[start of EXTRACT PROVIDED]
In This Beauty, philosopher Nick Riggle explores the beauty of being alive by investigating the things we say to inspire ourselves and each other: seize the day, treat yourself, you only live once. These clichés are at best vague, at worst stupid. They imply that you should do something wild with your life because your life is precious, a little like saying you should go swimming with your grandfather’s watch because it is irreplaceable.
Drawing on insights from aesthetics and his experiences as a professional skater and new father, he develops the thought that beauty—the beauty of this day, this body, this moment, these people—can make life worth embracing, worth engaging with and amplifying as beautiful. Insightful and deeply humane, This Beauty is a searching inquiry into the mystery of life’s beauty and a call to create and share it.
PUBLISHERS WEEKLY
"Why should I care about or value... this life that was simply given to me?" asks Riggle (On Being Awesome), a University of San Diego philosopher and former professional skater, in this subtle meditation. Drawing on an eclectic variety of sources that include Plato, Leonard Cohen, and Ocean Vuong, the author contends that "attending to and replicating" beauty can give meaning to life. He lays out a nuanced definition of beauty as a force that prompts engagement and self-expression through imitation and sharing. Such actions create what Riggle calls "aesthetic community," in which one enters into an artistic conversation by generating art that can then be imitated and shared again: "When you share, express, and imitate, you engage in special forms of community and love." For an academic philosopher, Riggle's writing can be gorgeously concrete ("The glowing ocotillo that foregrounds a peach tree in full bloom, heavy with light pink petals, carmine buds, and, if I squint, yellow-tipped pistils"), but the ideas are heady and readers may be disappointed that they aren't as accessible as the Drake references would suggest. The result is a dense but rewarding take on beauty's central role in life.
[end of EXTRACT PROVIDED]
[start of RECORDED DATA]
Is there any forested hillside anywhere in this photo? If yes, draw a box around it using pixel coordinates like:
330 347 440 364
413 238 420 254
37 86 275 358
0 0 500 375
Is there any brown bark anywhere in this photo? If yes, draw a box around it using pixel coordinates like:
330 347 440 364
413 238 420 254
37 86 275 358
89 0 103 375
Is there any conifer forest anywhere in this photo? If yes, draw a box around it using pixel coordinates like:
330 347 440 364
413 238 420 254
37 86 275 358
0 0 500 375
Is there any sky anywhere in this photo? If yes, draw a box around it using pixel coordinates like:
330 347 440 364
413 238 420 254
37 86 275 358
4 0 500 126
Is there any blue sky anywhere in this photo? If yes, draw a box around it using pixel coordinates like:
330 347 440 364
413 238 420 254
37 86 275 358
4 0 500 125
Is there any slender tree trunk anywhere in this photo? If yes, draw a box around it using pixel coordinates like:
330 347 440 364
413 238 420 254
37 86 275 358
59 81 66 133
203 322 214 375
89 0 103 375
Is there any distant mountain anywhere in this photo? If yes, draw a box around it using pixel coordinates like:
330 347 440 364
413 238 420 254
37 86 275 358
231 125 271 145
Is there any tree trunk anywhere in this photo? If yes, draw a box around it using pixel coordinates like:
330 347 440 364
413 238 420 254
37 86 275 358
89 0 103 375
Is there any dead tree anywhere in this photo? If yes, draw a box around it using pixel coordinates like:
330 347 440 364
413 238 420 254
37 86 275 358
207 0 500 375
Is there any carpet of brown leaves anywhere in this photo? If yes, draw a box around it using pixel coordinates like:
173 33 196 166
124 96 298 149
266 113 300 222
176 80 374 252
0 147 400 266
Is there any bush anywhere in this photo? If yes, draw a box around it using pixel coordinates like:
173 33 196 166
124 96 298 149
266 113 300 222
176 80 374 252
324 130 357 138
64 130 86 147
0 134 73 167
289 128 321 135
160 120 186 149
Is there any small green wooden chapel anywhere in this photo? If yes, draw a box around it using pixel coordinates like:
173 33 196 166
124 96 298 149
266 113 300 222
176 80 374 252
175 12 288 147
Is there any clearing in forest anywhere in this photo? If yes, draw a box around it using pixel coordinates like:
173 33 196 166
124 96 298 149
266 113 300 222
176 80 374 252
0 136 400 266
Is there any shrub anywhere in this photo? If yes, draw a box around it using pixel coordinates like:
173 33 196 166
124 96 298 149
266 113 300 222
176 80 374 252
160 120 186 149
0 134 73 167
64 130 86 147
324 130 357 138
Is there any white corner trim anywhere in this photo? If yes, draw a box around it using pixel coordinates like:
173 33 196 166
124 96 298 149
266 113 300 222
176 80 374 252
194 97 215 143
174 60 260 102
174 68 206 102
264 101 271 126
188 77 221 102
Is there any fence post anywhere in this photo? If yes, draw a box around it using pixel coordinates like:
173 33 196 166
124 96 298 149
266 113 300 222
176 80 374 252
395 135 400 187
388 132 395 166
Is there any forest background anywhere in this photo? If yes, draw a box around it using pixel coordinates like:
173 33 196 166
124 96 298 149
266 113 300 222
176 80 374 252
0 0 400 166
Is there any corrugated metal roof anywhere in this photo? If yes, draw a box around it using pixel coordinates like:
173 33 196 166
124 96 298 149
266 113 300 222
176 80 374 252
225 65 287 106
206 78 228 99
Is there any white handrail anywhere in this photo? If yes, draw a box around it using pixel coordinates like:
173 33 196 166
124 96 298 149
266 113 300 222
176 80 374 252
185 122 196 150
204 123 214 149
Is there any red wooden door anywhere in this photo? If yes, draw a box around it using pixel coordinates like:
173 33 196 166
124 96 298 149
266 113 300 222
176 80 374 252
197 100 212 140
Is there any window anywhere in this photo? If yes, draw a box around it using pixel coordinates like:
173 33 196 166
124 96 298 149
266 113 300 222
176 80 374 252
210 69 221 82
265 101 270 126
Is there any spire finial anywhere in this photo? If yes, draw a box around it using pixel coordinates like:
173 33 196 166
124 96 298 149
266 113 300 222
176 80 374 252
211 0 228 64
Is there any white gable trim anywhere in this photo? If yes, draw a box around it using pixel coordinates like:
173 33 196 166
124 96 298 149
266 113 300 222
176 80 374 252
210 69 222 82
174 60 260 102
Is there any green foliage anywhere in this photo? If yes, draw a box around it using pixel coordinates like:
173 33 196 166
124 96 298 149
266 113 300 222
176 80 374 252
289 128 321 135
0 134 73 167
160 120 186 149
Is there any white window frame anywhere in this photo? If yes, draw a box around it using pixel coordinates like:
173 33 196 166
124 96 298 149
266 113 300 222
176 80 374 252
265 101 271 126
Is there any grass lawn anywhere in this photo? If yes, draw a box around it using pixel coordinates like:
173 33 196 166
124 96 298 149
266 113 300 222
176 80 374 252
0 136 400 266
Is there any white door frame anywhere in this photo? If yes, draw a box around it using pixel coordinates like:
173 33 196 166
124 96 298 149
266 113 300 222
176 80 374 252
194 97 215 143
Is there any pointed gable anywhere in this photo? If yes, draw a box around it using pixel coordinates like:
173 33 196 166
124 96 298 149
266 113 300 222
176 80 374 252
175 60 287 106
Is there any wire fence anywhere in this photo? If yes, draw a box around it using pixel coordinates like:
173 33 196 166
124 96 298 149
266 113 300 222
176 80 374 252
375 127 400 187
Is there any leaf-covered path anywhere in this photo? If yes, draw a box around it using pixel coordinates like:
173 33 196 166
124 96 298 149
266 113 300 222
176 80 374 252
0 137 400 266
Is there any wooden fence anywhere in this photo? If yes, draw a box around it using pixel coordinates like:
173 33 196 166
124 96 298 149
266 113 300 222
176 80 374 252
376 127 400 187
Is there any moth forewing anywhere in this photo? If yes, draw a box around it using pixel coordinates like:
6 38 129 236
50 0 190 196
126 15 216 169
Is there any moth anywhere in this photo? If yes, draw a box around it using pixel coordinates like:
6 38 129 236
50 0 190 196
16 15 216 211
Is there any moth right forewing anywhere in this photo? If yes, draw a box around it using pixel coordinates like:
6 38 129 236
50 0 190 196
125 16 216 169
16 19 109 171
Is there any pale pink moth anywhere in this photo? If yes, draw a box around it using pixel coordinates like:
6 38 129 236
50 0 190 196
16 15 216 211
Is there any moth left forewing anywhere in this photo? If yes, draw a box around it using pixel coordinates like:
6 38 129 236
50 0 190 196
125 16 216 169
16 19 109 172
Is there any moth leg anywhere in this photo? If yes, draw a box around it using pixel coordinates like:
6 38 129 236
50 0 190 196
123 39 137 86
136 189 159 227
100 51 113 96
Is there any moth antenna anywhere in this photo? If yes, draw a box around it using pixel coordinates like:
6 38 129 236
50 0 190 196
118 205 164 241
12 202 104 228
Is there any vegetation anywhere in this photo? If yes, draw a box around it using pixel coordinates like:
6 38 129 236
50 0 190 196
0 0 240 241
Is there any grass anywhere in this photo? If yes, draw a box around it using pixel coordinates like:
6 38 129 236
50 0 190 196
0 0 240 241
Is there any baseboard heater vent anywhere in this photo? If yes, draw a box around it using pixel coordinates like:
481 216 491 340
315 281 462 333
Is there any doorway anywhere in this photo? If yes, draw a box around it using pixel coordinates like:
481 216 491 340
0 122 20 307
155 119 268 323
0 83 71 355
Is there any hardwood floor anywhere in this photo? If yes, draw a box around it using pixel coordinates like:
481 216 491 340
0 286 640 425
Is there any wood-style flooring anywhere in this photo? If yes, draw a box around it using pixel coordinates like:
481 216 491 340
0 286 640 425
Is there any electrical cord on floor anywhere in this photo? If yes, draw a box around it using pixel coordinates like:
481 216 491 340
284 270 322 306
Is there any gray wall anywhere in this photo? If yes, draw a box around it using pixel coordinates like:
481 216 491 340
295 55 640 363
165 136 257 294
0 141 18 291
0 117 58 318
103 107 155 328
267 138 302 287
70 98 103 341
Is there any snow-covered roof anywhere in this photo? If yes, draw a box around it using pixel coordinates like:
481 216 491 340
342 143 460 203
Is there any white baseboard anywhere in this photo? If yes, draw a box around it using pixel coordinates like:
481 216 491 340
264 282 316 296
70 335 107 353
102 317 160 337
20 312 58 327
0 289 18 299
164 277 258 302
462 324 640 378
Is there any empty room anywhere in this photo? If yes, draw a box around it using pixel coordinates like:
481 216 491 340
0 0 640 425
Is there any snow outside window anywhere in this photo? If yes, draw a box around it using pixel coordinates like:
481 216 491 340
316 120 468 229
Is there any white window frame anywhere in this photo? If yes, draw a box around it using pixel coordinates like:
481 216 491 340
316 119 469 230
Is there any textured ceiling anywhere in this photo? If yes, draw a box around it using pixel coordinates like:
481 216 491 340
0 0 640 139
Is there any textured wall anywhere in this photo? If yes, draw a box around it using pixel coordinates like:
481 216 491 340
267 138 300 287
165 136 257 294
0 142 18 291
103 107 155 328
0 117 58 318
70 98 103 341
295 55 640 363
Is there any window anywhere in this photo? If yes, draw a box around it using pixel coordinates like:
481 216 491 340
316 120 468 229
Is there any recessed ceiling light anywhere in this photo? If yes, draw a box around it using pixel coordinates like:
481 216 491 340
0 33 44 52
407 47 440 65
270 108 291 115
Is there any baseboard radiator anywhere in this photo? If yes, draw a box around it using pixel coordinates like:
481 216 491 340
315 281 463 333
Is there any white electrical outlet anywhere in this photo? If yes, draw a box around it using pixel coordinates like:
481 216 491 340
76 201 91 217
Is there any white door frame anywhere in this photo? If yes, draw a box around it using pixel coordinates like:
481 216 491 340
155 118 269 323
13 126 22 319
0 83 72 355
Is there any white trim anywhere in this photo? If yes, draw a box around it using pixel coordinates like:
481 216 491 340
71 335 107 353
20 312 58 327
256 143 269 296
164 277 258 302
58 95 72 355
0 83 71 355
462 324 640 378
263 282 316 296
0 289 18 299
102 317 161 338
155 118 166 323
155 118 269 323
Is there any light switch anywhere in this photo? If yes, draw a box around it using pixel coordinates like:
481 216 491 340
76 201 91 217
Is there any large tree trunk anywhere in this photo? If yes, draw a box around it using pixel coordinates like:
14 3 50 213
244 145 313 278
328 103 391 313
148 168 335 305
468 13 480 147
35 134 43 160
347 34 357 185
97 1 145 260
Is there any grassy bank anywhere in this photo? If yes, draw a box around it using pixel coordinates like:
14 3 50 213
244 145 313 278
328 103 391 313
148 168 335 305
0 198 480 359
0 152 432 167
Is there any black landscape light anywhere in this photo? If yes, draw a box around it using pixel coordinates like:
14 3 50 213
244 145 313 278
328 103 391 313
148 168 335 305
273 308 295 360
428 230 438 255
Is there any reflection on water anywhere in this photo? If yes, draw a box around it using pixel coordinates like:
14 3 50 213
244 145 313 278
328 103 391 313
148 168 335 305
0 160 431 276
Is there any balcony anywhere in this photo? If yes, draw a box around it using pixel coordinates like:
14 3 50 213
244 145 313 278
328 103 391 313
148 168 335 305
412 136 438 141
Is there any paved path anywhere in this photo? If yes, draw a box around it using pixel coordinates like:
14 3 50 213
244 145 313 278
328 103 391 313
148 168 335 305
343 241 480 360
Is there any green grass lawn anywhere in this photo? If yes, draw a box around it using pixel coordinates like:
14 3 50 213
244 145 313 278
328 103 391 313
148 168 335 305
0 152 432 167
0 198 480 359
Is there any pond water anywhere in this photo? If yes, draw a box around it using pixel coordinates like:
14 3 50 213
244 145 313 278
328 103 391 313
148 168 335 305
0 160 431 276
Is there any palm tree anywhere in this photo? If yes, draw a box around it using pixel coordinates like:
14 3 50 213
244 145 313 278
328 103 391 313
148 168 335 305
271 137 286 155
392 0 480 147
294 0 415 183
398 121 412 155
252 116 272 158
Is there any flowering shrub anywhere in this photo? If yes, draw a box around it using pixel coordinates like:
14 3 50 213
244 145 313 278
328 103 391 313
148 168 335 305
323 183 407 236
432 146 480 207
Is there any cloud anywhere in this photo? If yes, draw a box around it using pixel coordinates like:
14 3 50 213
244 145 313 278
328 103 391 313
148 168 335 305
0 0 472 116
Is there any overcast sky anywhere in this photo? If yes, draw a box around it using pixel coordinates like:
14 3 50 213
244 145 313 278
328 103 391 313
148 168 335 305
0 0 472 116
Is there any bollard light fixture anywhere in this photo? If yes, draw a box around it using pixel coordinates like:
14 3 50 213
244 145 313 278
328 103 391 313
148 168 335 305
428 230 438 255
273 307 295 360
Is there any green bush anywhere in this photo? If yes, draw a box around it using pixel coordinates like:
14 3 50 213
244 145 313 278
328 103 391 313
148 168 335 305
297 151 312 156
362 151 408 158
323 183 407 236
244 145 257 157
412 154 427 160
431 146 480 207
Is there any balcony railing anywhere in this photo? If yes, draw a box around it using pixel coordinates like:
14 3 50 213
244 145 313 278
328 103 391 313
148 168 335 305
[end of RECORDED DATA]
- REQUIRED WORK -
1. According to the passage on This Beauty, why are clichés like "seize the day" and "you only live once" at worst stupid? Explain in one to three sentences.
2. Answer these questions using the passage on This Beauty:
(a) At which university does Riggle teach philosophy?
(b) What earlier book by Riggle does the review name?
(c) Besides insights from aesthetics, what two experiences does Riggle draw on?

- SOLUTIONS BY TASK -
1. They imply that you should do something wild with your life because your life is precious. The passage compares this to saying you should go swimming with your grandfather's watch because it is irreplaceable.

2.
(a) The University of San Diego.
(b) On Being Awesome.
(c) His experiences as a professional skater and as a new father.